(Exercise details) Edit the rows below so that every instance of "drop a point" becomes "place a marker", leaving all other text unchanged.

Point-based annotation data:
◆ ◆ ◆ ◆ ◆ ◆ ◆
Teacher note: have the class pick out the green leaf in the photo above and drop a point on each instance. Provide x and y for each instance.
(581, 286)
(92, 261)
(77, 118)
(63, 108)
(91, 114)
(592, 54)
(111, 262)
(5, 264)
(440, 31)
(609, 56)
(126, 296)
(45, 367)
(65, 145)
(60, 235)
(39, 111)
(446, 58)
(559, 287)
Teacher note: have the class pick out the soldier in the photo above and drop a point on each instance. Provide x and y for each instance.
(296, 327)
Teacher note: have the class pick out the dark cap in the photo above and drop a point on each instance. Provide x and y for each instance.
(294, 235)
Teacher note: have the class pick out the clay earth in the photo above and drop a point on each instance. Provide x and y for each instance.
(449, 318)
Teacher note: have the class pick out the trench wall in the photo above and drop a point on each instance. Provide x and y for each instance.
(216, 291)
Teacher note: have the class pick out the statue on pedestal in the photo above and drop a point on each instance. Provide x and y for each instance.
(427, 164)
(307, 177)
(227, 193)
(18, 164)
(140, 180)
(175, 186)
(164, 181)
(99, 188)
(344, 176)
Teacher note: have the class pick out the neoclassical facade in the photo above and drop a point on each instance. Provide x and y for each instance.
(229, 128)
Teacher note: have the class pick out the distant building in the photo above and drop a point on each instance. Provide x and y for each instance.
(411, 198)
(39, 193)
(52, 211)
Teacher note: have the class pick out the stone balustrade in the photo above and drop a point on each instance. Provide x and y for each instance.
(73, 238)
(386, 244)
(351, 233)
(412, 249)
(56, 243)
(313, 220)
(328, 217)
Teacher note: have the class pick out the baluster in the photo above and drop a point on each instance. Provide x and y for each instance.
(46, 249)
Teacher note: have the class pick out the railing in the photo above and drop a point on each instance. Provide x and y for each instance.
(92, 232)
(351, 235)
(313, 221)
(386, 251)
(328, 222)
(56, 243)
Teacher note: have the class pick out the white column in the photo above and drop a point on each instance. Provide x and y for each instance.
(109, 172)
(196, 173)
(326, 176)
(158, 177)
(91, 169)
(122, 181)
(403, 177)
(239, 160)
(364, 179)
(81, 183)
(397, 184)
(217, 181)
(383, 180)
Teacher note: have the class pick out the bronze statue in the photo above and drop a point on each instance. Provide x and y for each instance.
◆ ◆ ◆ ◆ ◆ ◆ ◆
(Task output)
Teacher note: have the class pick out the green leaf in the photo above and place a marker on each instance. Provide x and y for each instance.
(581, 286)
(92, 261)
(77, 118)
(63, 108)
(91, 114)
(592, 54)
(111, 262)
(5, 264)
(440, 31)
(609, 56)
(126, 296)
(45, 367)
(65, 145)
(60, 235)
(39, 111)
(446, 58)
(559, 287)
Teacher note: have the class pick out the soldier in the photo above and place a marker on each instance. Provide x and y for each instance.
(296, 327)
Teacher note: have the class pick out the dark cap in the photo above and place a marker on each instance. Provide x and y for each instance.
(294, 235)
Teacher note: have the class pick out the clay earth in the photo above and place a marker on each instance. Provide x and y for each instance.
(449, 318)
Teacher note: have the class pick out the trench wall in the photo above and place a marker on each instance. Provide x and y for each instance.
(216, 291)
Teacher note: have the class pick out the statue on pedestal in the photo above and place a marker on each instance. Provide x and y for each instance.
(427, 164)
(307, 177)
(227, 193)
(18, 164)
(140, 180)
(175, 186)
(164, 181)
(99, 188)
(344, 176)
Teacher note: have the class pick out the neoclassical facade in the photo above and place a marker on each instance. Provide x and y for each instance.
(229, 128)
Teacher note: have the class pick out the distant building in the photo above and place a marker on each instance. Provide x and y for each instance.
(411, 198)
(39, 193)
(52, 211)
Teacher note: have the class pick out the stone balustrade in the photo above and place a marker on each instance. Provide x and y for each instance.
(73, 238)
(386, 244)
(351, 233)
(412, 249)
(56, 243)
(313, 220)
(328, 217)
Teacher note: have the class pick out the baluster in the photo above and place a marker on each instance. Provide x and y for each instance.
(46, 249)
Teacher note: have the class pick out the railing in the photo above and place a marker on each instance. Provide x and y for each instance.
(92, 232)
(351, 235)
(313, 221)
(386, 251)
(328, 222)
(56, 243)
Teacher note: have the class pick out the white column in the photo above and place a marker on each instance. Provide x and y for each instance.
(109, 172)
(196, 173)
(326, 176)
(158, 177)
(91, 169)
(122, 181)
(403, 177)
(239, 160)
(364, 179)
(81, 183)
(397, 184)
(217, 181)
(383, 180)
Teacher note: have the class pick out the bronze statue in the photo above and place a marker on each instance. Provide x and y for each instance.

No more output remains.